#### Metin Parçası ####
[ad_1]
Yargıtay’dan Anayasa Mahkemesi hakkında suç duyurusunda bulunulmasının ardından ilk açıklama geldi. Açıklamada “AYM söz konusu davada Anayasa koyucunun iradesini yok saydı ve 14’üncü maddeyi yok saydı” ifadelerine yer verildi.
ensonhaber.com
Yargıda, Türkiye İşçi Partisi (TİP) Hatay Milletvekili Can Atalay krizi yaşanıyor.
Yargıtay 3. Ceza Dairesi, 8 Kasım’da Can Atalay hakkında hak ihlali kararı veren Anayasa Mahkemesi (AYM) üyeleri hakkında suç duyurusunda bulundu.
Daire, AYM’nin “hak ihlali” kararına uyulmamasına hükmetti.
Daire, Atalay’ın milletvekilliğinin düşürülmesi için kararın bir örneğini Türkiye Büyük Millet Meclisi’ne (TBMM) gönderdi.
Muhalefet partileri ise bu kararı “yargıya yapılan bir darbe” olarak yorumlarken Cumhurbaşkanı Erdoğan’dan Özbekistan dönüşü kritik bir açıklama geldi.
#### Veri Satırları ####
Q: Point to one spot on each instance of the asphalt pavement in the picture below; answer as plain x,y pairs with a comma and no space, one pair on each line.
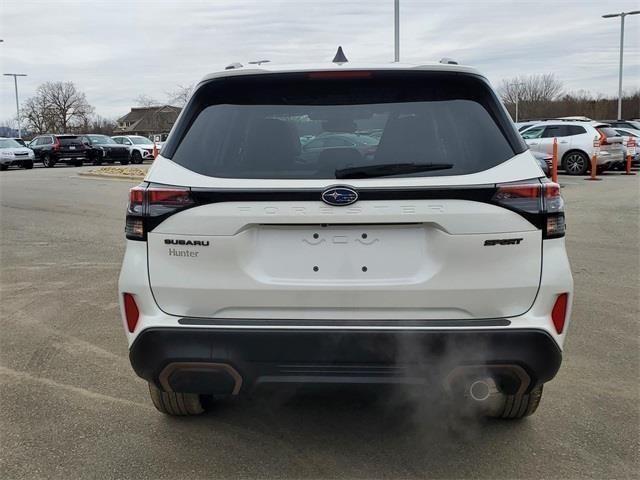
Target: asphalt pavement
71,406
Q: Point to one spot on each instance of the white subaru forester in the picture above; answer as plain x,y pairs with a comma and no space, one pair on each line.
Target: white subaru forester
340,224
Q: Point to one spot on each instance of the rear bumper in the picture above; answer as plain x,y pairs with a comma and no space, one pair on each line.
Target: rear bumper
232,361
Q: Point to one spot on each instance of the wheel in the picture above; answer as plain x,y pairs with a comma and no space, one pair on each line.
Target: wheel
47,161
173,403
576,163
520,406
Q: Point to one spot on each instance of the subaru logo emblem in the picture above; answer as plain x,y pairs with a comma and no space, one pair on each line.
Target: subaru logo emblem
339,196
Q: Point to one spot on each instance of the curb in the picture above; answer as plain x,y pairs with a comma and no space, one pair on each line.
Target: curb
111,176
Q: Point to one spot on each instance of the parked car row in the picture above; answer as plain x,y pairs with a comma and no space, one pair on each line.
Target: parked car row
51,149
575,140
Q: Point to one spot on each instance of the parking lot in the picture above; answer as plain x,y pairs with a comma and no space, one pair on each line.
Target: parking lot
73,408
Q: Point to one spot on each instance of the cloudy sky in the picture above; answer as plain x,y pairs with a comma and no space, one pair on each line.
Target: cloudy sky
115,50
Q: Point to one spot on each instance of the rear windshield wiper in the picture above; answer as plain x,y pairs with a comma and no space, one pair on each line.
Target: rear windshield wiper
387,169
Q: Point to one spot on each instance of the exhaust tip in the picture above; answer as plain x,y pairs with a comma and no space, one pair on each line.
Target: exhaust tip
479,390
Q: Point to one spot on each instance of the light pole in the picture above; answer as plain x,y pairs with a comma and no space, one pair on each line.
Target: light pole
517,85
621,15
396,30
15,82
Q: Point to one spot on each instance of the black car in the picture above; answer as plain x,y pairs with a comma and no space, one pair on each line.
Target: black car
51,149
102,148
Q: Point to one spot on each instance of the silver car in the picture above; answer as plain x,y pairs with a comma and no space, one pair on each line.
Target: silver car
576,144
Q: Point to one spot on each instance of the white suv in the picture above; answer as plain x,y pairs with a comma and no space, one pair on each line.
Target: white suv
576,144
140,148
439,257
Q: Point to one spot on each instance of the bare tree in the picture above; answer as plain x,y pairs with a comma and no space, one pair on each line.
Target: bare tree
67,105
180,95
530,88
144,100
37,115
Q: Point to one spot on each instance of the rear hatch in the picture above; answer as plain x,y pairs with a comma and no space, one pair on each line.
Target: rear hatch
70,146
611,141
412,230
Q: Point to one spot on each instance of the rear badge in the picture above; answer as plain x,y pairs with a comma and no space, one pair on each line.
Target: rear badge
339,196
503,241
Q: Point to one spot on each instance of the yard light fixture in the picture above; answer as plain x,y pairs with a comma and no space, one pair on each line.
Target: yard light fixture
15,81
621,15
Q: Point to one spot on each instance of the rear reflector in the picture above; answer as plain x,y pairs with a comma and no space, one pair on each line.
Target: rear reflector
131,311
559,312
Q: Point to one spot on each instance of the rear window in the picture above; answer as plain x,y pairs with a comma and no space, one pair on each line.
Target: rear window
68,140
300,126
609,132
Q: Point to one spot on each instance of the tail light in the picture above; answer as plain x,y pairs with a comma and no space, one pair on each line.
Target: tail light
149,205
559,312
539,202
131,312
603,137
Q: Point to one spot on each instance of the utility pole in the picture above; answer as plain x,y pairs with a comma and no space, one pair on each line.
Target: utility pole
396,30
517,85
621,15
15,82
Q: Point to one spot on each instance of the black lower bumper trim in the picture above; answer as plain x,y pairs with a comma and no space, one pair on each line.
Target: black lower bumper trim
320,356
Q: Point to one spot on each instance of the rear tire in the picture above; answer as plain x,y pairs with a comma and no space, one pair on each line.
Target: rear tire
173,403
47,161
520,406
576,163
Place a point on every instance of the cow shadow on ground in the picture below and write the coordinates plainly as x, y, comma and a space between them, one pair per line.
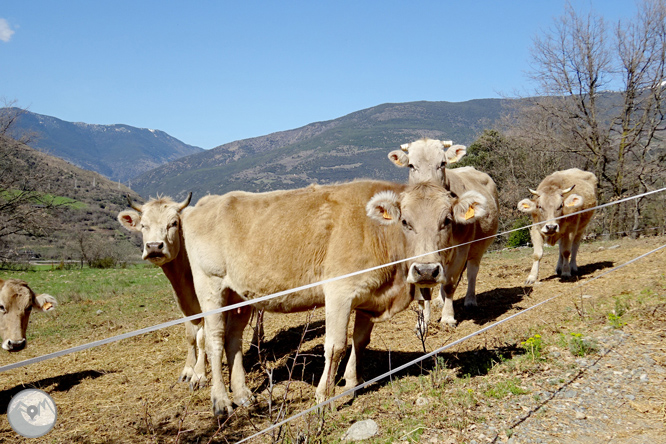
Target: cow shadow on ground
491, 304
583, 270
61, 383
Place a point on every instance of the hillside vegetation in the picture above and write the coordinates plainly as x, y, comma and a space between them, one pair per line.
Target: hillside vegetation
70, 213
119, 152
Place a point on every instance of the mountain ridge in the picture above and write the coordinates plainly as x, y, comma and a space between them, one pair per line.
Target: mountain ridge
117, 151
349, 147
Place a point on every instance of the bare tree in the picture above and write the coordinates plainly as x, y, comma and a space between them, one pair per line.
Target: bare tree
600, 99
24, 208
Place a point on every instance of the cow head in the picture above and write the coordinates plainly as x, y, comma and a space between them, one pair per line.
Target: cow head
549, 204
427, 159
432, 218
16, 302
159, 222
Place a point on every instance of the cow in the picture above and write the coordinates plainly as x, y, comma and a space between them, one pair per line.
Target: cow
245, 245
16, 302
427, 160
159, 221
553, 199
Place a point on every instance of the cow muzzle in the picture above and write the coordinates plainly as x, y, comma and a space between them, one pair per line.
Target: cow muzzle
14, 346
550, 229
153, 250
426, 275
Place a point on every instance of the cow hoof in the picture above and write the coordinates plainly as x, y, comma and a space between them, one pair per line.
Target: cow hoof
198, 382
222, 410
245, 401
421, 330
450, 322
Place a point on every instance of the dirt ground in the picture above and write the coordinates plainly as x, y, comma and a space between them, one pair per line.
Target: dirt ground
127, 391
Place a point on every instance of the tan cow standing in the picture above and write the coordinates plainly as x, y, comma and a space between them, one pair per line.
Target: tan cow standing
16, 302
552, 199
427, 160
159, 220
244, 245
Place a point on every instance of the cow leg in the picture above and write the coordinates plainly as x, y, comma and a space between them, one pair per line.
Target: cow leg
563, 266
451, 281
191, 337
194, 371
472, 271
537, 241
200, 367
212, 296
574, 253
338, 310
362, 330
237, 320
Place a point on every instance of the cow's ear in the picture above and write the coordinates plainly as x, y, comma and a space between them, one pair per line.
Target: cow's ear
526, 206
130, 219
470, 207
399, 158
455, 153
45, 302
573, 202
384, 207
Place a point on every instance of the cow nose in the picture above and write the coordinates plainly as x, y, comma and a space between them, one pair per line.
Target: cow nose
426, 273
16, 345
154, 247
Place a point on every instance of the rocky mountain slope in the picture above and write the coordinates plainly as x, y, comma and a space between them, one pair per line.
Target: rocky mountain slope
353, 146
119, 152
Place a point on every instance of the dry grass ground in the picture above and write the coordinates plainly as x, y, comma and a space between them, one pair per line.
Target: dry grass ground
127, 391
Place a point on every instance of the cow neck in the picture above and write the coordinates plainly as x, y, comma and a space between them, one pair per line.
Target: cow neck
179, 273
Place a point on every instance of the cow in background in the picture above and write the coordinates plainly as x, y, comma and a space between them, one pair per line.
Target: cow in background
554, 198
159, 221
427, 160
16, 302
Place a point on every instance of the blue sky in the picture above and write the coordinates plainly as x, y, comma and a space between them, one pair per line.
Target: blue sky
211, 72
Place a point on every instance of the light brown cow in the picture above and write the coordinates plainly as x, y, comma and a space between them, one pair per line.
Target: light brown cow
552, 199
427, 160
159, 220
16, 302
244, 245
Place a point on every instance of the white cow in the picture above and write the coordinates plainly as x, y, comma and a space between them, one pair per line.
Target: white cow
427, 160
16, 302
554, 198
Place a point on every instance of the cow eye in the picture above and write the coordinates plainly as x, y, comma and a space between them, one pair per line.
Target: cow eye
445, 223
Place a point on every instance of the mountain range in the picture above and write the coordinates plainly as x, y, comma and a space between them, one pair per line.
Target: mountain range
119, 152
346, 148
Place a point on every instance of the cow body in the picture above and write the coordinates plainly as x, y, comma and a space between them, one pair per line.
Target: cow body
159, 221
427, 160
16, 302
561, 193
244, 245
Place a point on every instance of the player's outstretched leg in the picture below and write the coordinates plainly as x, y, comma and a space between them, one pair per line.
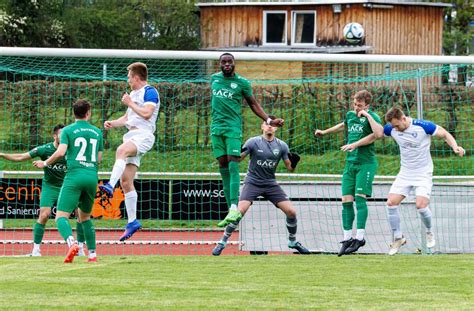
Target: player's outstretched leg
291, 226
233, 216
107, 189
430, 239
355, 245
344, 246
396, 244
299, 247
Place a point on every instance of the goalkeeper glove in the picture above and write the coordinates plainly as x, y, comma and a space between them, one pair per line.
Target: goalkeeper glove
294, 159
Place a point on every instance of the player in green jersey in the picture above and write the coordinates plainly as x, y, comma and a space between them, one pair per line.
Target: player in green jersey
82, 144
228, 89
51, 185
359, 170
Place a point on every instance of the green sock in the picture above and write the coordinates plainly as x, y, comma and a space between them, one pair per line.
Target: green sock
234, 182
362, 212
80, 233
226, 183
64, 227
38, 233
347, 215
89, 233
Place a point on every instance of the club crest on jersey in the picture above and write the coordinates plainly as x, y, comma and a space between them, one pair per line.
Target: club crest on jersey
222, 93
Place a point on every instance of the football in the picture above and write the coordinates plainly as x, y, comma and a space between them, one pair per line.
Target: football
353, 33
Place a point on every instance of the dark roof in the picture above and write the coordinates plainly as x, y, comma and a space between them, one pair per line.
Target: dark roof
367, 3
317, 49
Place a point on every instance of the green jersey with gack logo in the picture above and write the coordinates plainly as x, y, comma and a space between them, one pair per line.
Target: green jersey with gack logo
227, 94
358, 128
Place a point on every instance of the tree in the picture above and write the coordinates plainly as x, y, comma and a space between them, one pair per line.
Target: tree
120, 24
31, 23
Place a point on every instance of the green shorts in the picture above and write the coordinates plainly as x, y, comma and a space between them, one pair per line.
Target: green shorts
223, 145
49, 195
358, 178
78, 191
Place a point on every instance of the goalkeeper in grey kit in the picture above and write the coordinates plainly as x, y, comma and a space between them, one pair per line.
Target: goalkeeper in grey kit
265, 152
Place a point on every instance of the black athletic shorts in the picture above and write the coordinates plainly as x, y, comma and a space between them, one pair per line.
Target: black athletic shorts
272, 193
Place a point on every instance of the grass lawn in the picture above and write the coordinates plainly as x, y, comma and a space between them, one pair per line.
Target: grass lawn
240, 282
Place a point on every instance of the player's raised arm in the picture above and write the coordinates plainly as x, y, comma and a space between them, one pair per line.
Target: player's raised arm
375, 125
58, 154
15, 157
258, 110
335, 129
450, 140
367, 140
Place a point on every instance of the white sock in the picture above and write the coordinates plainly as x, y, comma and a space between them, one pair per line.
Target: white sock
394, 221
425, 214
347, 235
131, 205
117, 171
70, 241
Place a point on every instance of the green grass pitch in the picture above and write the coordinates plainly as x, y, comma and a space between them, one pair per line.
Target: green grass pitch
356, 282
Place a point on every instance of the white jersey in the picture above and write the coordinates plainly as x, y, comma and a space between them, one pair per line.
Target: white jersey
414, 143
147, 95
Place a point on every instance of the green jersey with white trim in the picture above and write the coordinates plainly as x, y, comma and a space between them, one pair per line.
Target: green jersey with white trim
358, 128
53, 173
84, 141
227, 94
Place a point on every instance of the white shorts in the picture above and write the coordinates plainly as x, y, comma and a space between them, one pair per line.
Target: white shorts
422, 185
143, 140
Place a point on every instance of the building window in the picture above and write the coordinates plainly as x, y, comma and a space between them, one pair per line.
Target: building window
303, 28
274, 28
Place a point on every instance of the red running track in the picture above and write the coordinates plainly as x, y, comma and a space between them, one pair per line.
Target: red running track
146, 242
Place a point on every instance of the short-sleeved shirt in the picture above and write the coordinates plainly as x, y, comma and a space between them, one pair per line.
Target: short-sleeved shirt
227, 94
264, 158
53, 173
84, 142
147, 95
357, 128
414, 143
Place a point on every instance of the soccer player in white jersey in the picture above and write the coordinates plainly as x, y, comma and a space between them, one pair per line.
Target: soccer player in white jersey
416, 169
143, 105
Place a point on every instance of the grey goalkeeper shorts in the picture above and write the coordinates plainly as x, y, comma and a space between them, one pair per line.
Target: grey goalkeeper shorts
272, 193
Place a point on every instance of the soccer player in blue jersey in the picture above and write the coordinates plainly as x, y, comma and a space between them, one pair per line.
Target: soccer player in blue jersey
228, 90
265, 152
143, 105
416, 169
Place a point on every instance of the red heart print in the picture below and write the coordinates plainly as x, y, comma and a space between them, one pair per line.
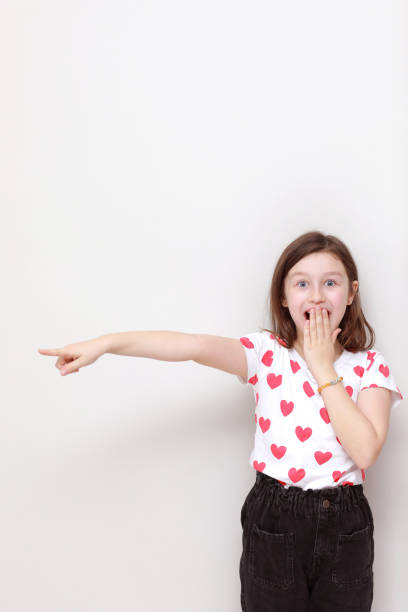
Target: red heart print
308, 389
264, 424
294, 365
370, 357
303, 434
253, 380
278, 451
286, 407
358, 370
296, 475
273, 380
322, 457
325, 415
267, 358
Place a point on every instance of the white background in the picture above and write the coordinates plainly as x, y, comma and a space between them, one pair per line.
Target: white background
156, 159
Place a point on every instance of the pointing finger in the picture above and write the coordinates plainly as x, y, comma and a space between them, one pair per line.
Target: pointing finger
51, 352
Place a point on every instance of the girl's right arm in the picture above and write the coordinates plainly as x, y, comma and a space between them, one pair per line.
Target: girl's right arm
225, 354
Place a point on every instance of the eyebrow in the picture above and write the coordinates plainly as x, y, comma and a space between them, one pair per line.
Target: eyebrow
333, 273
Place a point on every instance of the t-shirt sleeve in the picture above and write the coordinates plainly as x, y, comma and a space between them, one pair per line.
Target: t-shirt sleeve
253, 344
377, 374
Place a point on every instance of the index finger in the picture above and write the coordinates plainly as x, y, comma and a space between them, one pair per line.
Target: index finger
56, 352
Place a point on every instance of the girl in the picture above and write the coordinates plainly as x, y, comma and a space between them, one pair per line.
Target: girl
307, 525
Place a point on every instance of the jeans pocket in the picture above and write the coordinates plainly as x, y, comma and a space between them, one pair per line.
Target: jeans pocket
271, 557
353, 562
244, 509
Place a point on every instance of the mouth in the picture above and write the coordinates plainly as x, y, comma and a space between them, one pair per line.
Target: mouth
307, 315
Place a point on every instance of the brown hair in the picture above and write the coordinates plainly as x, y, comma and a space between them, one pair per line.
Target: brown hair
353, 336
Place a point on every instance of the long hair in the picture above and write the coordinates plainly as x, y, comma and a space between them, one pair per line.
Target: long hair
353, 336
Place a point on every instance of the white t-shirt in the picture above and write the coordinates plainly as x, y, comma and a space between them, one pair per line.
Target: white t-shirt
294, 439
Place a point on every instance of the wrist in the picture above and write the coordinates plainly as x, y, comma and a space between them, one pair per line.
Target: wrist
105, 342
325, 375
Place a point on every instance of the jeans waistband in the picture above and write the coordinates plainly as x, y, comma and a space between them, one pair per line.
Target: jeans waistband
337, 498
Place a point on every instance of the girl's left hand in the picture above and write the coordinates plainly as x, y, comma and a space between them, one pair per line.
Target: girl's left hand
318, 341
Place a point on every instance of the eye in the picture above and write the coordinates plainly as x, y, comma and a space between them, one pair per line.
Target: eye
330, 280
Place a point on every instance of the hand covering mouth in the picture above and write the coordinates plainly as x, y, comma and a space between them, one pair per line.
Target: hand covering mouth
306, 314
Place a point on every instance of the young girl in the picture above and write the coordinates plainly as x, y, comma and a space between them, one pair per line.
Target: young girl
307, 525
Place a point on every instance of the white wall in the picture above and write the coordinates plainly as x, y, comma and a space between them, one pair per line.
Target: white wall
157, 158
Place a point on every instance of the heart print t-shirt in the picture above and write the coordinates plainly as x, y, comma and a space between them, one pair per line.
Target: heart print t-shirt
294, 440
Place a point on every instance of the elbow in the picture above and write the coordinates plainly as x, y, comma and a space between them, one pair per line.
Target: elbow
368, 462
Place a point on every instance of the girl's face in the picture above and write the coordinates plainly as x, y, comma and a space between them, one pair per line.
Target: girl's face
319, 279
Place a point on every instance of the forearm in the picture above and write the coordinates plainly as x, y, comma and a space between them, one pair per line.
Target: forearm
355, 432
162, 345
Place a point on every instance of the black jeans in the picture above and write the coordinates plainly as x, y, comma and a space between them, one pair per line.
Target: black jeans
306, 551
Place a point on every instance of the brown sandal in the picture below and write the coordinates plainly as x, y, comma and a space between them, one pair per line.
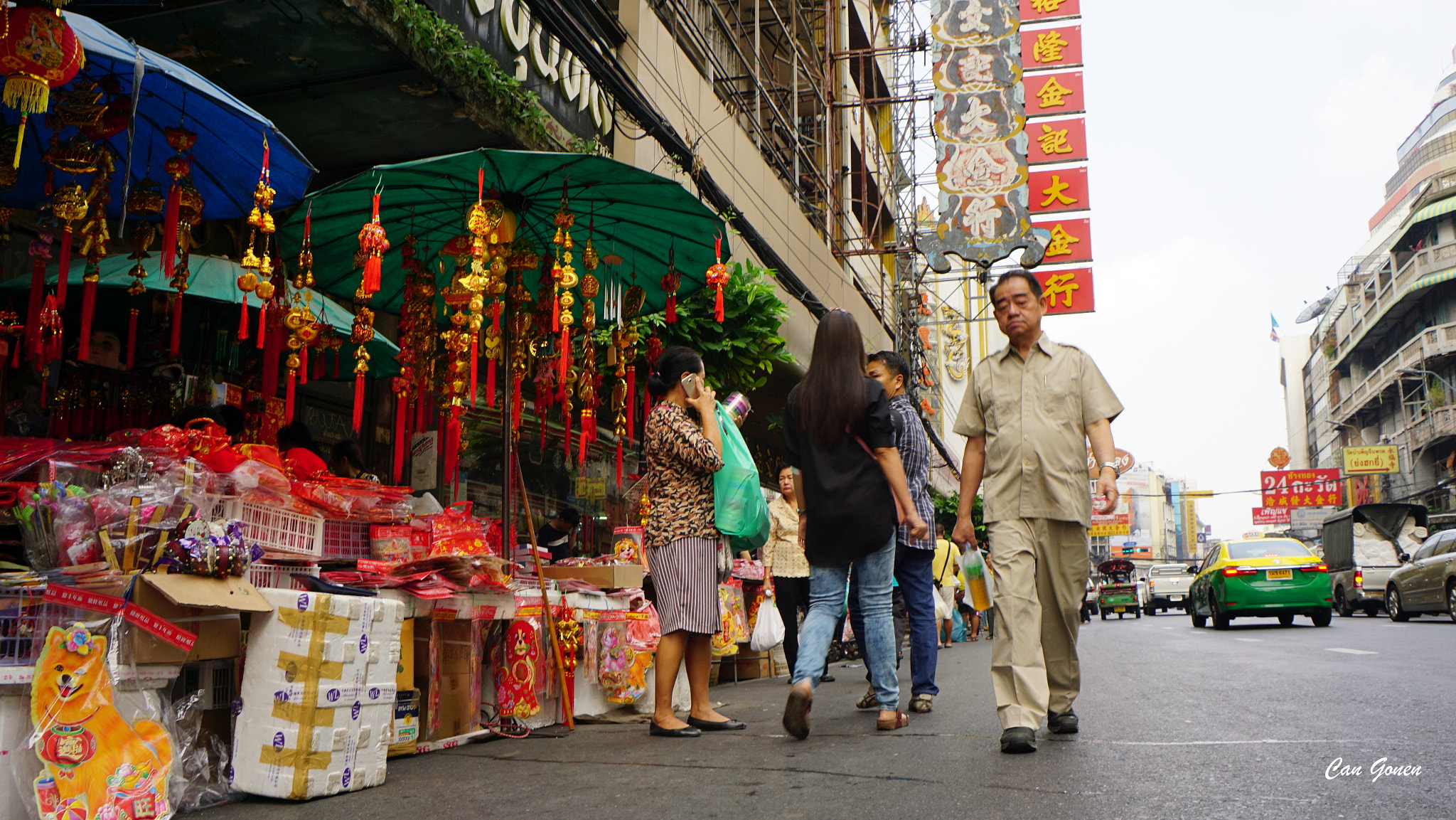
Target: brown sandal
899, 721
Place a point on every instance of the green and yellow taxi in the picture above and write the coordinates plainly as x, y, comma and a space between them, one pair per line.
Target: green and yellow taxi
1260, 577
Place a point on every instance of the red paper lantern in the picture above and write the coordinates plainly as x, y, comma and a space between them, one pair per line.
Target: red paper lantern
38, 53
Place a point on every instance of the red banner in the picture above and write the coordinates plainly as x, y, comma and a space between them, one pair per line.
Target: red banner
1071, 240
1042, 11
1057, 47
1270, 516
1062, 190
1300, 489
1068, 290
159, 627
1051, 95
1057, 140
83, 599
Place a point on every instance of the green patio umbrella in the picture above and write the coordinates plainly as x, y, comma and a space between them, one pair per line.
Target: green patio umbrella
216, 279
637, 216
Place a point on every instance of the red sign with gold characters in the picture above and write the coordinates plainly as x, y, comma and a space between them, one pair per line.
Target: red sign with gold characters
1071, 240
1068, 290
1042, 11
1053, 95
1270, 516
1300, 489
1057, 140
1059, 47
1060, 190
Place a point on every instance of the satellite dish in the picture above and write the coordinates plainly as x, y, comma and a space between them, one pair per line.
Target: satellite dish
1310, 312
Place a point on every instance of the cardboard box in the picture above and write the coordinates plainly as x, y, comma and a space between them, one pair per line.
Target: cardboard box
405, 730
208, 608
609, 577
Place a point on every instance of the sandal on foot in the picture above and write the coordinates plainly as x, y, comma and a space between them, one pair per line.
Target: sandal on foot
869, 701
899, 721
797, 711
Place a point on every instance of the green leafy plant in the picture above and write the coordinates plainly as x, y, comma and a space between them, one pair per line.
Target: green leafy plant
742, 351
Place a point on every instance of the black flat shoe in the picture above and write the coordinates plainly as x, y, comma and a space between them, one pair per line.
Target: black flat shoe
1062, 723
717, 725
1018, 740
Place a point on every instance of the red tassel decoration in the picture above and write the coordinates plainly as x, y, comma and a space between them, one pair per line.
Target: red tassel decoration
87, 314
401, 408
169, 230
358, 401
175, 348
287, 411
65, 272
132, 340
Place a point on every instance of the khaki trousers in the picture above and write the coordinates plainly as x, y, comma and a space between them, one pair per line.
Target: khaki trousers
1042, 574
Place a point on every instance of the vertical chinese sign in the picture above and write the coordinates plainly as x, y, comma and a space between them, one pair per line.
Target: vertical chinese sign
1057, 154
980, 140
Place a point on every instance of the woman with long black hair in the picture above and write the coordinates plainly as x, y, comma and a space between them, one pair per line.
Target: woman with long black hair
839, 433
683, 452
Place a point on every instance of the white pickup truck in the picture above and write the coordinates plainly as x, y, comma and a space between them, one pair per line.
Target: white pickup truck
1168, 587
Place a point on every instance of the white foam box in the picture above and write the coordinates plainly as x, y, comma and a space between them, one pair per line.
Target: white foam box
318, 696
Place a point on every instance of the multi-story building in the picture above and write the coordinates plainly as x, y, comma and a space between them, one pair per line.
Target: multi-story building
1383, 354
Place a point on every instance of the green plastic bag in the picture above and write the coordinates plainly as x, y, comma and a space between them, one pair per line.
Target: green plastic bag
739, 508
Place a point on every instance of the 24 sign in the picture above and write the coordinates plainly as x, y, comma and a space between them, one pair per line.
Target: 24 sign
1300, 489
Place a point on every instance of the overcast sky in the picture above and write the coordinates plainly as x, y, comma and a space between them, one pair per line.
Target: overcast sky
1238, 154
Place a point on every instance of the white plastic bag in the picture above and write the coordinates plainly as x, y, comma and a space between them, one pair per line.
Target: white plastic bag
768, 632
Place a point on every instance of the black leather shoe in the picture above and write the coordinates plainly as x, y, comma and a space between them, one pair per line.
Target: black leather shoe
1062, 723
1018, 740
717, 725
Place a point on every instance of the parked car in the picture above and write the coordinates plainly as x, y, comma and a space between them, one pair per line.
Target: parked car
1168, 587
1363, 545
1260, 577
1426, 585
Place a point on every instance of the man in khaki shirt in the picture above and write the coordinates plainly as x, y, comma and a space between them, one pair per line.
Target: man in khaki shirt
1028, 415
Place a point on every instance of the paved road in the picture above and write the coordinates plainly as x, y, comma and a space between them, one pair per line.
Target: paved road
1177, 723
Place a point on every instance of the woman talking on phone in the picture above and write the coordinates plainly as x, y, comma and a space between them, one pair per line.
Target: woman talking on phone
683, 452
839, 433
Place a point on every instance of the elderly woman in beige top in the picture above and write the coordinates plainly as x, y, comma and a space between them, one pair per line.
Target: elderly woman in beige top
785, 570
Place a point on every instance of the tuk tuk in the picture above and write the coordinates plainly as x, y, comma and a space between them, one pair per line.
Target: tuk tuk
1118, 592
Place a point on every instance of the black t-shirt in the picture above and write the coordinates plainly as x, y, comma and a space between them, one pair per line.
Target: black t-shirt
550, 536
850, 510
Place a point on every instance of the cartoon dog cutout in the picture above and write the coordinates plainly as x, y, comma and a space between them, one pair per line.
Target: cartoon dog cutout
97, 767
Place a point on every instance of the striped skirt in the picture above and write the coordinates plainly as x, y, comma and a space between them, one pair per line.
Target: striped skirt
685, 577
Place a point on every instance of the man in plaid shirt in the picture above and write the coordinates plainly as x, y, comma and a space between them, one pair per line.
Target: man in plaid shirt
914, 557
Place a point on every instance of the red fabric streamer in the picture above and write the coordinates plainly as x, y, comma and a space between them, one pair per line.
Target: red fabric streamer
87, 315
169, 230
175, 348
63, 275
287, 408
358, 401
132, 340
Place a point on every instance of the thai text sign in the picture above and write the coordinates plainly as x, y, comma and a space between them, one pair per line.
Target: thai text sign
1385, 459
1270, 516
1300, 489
####
> **İstenenler**:
A: Can Atalay haberine göre Yargıtay 3. Ceza Dairesi, Atalay'ın milletvekilliğinin düşürülmesi için kararın bir örneğini nereye göndermiştir?
B: Can Atalay haberinde "ensonhaber.com" ifadesinden başlayıp aşağıya doğru "Meclisi’ne (TBMM) gönderdi." ifadesine kadar uzanan bölümün tamamını döndürün.
C: Can Atalay haberini bittiği yerden devam ettirerek ilerletin.
Satırların metinle herhangi bir ilgisi bulunmamaktadır.

> **Çözülmüş Görevler**:
A: Türkiye Büyük Millet Meclisi'ne (TBMM).

B:
ensonhaber.com
Yargıda, Türkiye İşçi Partisi (TİP) Hatay Milletvekili Can Atalay krizi yaşanıyor.
Yargıtay 3. Ceza Dairesi, 8 Kasım’da Can Atalay hakkında hak ihlali kararı veren Anayasa Mahkemesi (AYM) üyeleri hakkında suç duyurusunda bulundu.
Daire, AYM’nin “hak ihlali” kararına uyulmamasına hükmetti.
Daire, Atalay’ın milletvekilliğinin düşürülmesi için kararın bir örneğini Türkiye Büyük Millet Meclisi’ne (TBMM) gönderdi.

C:
Cumhurbaşkanı Erdoğan’dan Yargıtay’a destek
Yargıtay’ın kararının hafife alınamayacağını söyleyen Cumhurbaşkanı Erdoğan, “Anayasa Mahkemesi’nin peş peşe yanlış kararlar alması bizi üzüyor” dedi.
AYM’nin kararını destekleyen AK Partilileri de eleştiren Erdoğan, “Yargıtay’ı yerip, Anayasa Mahkemesi’ne övgüler düzüyorsa onlar da yanlış yapıyorlar. Buralarda kalkıp da birilerine şirin görünmenin anlamı yok” diye konuştu.
“Taraf değil hakemiz”
Cumhurbaşkanı Erdoğan ayrıca “Biz bu tartışmada taraf değil hakem konumundayız” dedi.
Yargıtay’dan AYM açıklaması
Bu kritik açıklamaların ardından Yargıtay’dan Anayasa Mahkemesi açıklaması geldi.
“AYM, Anayasa koyucunun iradesini yok saydı”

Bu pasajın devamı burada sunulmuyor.